(Entries for locating objects in images)

——————————

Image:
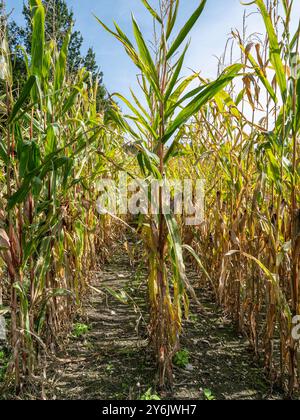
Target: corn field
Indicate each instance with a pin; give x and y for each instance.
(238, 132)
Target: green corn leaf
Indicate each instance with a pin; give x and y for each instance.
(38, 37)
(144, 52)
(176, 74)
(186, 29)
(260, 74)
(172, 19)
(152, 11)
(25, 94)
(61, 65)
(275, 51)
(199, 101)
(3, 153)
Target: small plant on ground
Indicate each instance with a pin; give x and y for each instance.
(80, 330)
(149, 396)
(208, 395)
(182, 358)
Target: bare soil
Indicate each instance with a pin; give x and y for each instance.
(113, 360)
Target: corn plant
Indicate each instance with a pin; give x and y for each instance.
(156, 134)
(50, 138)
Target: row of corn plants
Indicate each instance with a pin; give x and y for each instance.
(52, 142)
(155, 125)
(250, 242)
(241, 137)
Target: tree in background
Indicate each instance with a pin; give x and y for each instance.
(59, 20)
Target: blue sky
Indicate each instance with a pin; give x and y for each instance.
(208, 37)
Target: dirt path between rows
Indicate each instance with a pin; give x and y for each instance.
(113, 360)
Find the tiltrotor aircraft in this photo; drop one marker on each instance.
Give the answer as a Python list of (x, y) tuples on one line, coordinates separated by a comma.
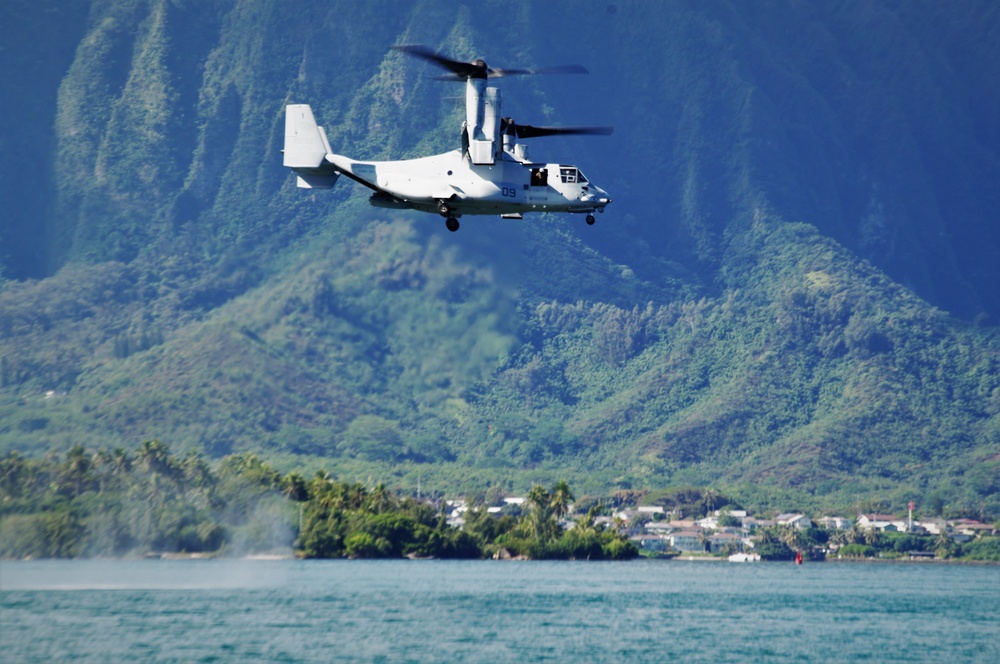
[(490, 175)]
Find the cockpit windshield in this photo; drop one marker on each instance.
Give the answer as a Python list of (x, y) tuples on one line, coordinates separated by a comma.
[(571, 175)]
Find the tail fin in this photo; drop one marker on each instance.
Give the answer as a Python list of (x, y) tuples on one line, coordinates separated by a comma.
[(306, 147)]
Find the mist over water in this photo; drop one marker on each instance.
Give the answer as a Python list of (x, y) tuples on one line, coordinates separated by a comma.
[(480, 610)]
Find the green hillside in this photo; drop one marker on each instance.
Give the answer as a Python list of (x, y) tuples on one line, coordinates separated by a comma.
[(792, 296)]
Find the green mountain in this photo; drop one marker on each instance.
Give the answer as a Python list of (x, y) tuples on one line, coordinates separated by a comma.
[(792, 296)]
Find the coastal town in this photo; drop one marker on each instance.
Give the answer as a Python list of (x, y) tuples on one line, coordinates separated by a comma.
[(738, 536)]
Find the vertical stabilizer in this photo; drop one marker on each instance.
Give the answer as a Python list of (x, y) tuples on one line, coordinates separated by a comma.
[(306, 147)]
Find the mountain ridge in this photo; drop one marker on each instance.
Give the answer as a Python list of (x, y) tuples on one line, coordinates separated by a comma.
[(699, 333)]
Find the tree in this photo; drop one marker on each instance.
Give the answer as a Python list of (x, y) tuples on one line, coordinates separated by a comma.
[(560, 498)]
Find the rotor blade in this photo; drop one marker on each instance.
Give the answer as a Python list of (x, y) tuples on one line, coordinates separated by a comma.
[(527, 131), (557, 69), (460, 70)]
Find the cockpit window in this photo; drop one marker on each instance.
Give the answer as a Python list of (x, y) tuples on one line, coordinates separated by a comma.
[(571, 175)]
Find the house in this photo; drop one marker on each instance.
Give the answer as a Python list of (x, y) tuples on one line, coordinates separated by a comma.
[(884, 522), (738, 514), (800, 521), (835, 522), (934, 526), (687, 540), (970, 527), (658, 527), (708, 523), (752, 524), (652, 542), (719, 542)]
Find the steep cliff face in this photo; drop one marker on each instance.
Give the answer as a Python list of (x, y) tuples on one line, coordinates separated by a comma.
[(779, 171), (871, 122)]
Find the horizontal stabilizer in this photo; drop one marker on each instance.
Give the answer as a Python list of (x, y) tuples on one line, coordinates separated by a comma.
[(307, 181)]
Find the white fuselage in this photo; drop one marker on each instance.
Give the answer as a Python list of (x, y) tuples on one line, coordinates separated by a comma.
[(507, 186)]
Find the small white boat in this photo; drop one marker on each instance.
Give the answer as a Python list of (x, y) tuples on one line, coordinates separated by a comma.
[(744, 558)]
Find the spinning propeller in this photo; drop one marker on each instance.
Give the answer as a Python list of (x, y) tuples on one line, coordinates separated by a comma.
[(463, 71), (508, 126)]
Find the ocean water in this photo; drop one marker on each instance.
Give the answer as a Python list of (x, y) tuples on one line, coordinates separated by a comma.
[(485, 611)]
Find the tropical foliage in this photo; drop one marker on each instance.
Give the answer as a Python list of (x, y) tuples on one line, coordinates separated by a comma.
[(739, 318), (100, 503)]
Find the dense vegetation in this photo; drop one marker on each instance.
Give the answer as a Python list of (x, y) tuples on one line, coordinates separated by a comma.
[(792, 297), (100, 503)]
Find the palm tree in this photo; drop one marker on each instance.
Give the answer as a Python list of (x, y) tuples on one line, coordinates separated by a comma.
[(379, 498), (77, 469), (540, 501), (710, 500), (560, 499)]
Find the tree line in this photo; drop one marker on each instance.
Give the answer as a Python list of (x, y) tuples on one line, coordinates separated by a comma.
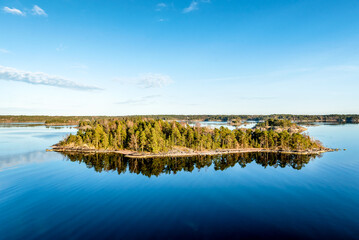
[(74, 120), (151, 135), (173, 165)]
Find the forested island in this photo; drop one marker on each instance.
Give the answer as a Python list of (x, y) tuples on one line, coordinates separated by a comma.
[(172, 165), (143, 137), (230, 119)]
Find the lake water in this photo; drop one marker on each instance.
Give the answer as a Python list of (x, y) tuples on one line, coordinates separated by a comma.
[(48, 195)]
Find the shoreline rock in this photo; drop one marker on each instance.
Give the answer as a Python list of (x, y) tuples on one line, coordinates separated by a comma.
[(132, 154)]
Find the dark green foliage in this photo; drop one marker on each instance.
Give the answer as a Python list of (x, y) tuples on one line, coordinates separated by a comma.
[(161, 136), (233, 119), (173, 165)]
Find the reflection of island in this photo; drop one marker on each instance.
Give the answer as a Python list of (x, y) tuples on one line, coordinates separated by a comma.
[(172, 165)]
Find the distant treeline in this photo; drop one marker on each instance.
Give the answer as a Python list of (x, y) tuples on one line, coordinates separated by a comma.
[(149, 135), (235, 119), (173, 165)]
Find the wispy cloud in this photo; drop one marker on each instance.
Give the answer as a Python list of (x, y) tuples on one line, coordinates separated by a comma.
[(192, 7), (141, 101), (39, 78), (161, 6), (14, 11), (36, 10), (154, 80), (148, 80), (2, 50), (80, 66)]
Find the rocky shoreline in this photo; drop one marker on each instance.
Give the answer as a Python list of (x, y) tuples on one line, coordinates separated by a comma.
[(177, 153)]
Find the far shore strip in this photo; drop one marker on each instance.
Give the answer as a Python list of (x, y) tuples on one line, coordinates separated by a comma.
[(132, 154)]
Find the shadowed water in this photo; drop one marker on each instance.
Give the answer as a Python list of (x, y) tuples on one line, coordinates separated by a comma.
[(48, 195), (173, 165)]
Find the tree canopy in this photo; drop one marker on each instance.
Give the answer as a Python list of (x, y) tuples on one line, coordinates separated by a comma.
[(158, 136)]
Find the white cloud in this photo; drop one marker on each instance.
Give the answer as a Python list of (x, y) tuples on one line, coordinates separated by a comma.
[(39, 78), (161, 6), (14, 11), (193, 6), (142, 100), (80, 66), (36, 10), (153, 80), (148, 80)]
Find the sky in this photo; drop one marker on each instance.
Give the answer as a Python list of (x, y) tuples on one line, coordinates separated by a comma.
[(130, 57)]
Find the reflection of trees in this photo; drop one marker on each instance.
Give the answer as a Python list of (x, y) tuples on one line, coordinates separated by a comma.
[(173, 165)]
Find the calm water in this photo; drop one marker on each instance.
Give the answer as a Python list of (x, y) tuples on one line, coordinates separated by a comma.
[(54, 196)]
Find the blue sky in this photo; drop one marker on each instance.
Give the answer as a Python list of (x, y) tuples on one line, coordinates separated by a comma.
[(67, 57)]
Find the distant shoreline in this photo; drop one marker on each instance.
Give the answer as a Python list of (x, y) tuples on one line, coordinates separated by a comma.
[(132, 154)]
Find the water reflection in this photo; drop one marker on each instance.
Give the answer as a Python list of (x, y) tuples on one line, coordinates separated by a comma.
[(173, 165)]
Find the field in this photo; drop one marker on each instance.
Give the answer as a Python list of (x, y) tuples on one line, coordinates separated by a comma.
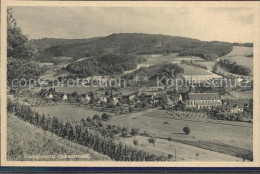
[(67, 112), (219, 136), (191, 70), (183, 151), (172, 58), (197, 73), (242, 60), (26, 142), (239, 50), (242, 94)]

——————————

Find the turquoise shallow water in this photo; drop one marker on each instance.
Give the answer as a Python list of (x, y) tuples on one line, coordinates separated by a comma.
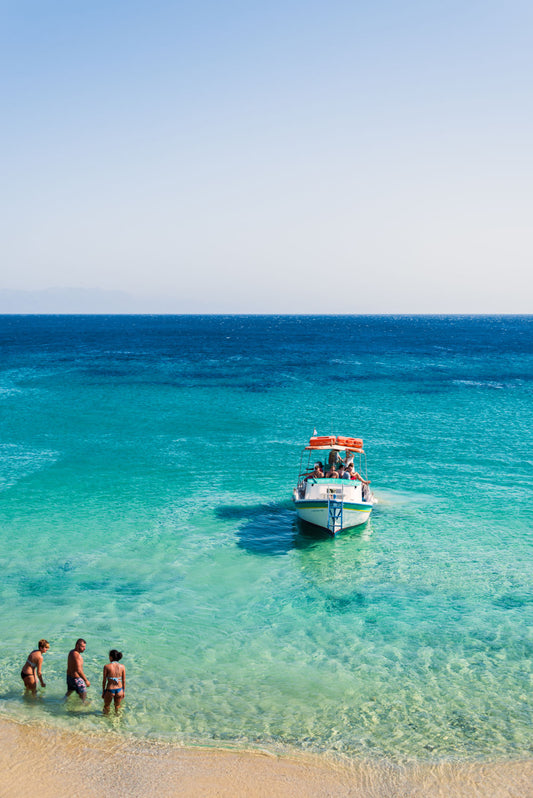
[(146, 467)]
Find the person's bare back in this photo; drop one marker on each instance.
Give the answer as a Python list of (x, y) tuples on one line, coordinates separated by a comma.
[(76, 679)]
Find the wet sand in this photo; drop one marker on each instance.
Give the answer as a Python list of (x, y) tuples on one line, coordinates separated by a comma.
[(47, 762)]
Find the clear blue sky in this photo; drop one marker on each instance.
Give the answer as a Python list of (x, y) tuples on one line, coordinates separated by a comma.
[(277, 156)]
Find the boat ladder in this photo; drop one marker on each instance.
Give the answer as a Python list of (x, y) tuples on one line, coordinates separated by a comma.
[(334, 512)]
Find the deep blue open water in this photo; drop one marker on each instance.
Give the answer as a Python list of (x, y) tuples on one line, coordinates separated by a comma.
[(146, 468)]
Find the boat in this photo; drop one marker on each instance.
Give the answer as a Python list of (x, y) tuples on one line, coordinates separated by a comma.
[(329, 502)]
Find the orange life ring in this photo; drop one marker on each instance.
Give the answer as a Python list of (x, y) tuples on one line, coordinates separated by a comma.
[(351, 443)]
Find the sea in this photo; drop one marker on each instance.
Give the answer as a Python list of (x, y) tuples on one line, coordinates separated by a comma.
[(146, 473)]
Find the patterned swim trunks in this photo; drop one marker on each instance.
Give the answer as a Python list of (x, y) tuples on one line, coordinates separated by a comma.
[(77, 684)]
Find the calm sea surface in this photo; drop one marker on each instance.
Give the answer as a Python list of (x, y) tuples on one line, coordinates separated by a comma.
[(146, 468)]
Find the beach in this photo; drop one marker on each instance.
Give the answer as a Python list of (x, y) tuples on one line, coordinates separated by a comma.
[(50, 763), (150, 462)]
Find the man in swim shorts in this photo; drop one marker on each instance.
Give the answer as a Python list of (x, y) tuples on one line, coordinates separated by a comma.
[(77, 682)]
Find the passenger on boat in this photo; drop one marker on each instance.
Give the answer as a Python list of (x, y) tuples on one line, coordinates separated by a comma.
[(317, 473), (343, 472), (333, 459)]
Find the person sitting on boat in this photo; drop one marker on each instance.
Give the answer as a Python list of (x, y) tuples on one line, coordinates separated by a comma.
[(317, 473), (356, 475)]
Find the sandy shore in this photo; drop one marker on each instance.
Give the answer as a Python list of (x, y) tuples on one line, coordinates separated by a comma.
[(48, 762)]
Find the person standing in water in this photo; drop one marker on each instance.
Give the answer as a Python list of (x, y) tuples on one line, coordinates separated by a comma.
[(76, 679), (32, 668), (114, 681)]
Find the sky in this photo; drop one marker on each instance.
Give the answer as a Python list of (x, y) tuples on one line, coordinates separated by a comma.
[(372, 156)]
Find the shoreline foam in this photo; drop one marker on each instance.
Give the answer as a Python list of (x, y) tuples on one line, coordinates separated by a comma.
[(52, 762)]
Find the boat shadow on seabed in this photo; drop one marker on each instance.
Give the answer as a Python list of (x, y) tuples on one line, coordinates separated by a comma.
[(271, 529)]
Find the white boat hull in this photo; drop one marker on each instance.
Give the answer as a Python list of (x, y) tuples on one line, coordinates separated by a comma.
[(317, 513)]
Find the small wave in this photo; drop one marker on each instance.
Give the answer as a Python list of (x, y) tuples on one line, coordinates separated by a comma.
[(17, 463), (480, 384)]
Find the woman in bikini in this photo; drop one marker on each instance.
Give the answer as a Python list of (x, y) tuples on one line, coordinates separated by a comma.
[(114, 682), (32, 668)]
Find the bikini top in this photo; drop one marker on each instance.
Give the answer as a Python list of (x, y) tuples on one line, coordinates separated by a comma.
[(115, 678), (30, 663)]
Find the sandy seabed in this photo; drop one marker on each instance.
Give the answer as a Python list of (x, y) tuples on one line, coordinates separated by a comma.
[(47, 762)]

——————————

Gather every line from the entries above that contains the word "field", and copy each such line in full.

- [EXERCISE OUTPUT]:
Target: corn field
Find the field in this photo; drop one marker on each instance.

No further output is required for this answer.